▸ What you have to do
Can you copy the listing below word for word, from its first line to its last, leaving the pictures out?

▸ Given data
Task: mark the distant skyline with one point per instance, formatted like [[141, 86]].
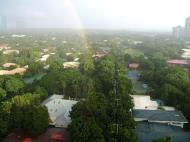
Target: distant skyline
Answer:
[[156, 15]]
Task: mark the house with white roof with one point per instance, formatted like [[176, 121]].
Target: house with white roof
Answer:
[[59, 110], [147, 110], [144, 102]]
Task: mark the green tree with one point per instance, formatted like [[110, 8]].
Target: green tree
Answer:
[[2, 93], [14, 85]]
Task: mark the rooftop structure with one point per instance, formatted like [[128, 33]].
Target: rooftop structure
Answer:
[[137, 42], [59, 109], [44, 58], [175, 118], [71, 64], [18, 35], [178, 62], [10, 52], [7, 65], [99, 55], [13, 72], [144, 102], [186, 53], [4, 47], [148, 132], [67, 54], [133, 65]]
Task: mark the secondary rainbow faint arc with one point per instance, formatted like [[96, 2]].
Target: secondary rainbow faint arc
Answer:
[[78, 22]]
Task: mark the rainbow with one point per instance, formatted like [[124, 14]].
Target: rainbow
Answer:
[[78, 21]]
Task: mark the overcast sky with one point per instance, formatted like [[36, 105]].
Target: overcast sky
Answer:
[[96, 14]]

▸ Solution to this task
Task: mark the distant skyline with one point per instance, formatted like [[141, 86]].
Target: distant skyline
Answer:
[[156, 15]]
Task: mark the house with white roof with one point per instance, formatted like [[176, 121]].
Target: house with white roof
Answer:
[[59, 110], [147, 110], [144, 102]]
Task: mark the green tree with one point per instance, formatted like [[110, 8]].
Target: green tree
Answer:
[[2, 93], [14, 85]]
Task: mark the rooftop structure with one point per instance, formatted like [[128, 33]].
Target: rooftop structure
Answer:
[[137, 42], [59, 109], [44, 58], [175, 118], [71, 64], [18, 35], [178, 62], [10, 52], [7, 65], [99, 55], [13, 72], [144, 102], [186, 53], [4, 47], [148, 132], [67, 54], [133, 65]]
Task: mark the secondary rainbow faint arc with one point per instance, formatted like [[96, 2]].
Target: secondary rainbow faint arc
Answer:
[[78, 22]]
Task: mark the rainbow with one point per instance, formatted like [[124, 14]].
Target: rainbow
Answer:
[[78, 21]]
Task: mark the overcast sky with one point per instance, formatted like [[36, 105]].
Target: overcast sky
Answer:
[[96, 14]]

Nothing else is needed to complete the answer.